§ What you have to do:
Check each line of the material that follows, and copy those holding the string "below".

§ Information shown:
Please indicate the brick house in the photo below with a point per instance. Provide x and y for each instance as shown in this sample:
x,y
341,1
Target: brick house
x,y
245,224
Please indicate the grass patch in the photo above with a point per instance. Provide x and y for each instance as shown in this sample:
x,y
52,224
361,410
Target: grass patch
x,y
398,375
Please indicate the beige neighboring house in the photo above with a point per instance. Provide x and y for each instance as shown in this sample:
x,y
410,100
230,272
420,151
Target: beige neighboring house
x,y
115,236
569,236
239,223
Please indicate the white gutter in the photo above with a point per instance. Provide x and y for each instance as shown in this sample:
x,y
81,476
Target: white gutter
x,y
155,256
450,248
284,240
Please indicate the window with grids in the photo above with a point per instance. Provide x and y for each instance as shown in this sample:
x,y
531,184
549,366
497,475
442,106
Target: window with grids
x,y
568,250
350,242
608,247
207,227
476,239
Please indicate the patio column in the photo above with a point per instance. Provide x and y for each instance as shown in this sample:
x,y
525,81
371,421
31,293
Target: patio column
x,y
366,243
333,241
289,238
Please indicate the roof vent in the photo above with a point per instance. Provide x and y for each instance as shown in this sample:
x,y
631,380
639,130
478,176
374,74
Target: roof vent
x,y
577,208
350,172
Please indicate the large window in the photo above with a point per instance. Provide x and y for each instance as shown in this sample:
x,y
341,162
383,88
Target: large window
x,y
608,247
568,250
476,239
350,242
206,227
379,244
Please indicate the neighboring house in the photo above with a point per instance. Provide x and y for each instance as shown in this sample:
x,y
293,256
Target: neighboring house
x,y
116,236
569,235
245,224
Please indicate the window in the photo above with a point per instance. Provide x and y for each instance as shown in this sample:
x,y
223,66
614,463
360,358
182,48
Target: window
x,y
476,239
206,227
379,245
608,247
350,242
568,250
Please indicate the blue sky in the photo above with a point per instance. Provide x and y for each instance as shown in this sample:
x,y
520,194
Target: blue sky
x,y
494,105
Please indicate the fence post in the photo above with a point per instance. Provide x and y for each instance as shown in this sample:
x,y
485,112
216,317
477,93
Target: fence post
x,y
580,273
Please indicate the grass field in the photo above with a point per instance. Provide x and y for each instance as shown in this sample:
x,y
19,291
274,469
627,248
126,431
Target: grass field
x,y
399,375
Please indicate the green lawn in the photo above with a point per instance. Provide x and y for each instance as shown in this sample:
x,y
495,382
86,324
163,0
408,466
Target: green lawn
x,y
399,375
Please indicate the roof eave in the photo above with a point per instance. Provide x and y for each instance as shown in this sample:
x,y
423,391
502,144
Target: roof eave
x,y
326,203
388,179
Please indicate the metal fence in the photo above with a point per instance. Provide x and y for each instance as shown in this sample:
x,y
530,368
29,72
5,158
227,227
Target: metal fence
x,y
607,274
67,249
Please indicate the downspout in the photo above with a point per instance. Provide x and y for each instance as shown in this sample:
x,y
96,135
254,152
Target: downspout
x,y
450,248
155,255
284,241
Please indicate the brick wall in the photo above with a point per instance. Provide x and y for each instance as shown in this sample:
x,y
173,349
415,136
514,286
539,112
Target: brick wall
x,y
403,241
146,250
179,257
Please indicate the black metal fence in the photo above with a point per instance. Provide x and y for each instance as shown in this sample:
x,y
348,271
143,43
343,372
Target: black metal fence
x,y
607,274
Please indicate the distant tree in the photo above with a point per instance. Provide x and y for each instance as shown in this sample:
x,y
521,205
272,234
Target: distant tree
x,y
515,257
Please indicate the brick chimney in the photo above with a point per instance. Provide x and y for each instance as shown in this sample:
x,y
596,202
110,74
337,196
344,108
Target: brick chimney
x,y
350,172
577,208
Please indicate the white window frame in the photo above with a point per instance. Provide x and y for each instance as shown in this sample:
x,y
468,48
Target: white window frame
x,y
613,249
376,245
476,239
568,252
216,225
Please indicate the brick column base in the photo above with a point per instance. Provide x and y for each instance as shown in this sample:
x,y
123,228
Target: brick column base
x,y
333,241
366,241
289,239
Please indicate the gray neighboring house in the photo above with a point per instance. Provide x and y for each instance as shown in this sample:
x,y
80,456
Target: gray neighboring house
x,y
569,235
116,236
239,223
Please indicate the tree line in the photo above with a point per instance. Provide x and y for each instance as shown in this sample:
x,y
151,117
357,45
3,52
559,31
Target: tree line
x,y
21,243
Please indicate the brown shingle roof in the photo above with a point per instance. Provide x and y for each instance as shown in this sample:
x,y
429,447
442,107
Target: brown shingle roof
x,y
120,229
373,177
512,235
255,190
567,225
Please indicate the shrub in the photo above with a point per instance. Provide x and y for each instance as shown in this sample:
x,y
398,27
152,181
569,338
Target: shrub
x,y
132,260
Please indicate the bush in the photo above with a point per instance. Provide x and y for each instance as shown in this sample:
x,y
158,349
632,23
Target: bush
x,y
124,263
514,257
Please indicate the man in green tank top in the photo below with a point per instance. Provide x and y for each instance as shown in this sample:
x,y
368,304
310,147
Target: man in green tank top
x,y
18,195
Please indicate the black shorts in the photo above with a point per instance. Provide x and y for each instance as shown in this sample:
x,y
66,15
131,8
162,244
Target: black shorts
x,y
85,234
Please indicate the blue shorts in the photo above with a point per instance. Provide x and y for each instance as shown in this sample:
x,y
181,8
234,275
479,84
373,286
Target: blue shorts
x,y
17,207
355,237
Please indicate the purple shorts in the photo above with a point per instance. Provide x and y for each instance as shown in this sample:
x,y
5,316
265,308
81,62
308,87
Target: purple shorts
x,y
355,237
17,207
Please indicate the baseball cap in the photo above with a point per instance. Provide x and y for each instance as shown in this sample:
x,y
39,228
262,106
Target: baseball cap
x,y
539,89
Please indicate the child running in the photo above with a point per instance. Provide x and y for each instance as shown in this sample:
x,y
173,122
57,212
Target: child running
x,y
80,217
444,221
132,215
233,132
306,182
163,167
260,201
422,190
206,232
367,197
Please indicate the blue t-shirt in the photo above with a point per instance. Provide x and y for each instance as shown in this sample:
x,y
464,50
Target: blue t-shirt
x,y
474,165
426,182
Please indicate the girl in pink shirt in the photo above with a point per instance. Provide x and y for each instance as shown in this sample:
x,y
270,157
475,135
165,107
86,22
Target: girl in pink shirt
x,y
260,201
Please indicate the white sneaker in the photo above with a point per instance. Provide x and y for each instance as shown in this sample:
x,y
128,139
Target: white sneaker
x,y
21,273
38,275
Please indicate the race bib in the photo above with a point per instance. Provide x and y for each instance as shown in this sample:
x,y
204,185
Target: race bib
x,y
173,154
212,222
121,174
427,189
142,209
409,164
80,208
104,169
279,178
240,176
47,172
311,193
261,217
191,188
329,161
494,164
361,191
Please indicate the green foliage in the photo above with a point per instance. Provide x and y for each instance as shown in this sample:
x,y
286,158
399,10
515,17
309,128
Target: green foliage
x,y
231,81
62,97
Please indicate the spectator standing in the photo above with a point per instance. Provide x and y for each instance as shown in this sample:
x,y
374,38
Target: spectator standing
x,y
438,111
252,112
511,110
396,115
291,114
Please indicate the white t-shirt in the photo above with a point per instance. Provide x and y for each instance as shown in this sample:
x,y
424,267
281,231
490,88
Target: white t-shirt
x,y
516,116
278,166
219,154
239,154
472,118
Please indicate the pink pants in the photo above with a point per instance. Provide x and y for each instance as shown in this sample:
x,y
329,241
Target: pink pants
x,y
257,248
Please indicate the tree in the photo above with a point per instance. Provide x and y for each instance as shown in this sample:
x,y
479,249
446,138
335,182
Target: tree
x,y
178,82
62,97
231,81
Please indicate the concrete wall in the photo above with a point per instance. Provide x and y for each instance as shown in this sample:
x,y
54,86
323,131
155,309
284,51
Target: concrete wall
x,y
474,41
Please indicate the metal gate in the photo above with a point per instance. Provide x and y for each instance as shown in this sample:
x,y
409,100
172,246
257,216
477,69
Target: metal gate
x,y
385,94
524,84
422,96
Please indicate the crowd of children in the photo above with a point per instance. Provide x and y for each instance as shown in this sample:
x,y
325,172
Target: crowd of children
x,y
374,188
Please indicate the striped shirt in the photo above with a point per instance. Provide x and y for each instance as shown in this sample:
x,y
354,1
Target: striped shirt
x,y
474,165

§ Response:
Please indicate the brick house in the photo below with a point per instance. Provide x and y for each instance as shown in this sample:
Please indicate the man in green tank top in the photo below with a point per instance. Provide x and y for each instance as shown in this sample:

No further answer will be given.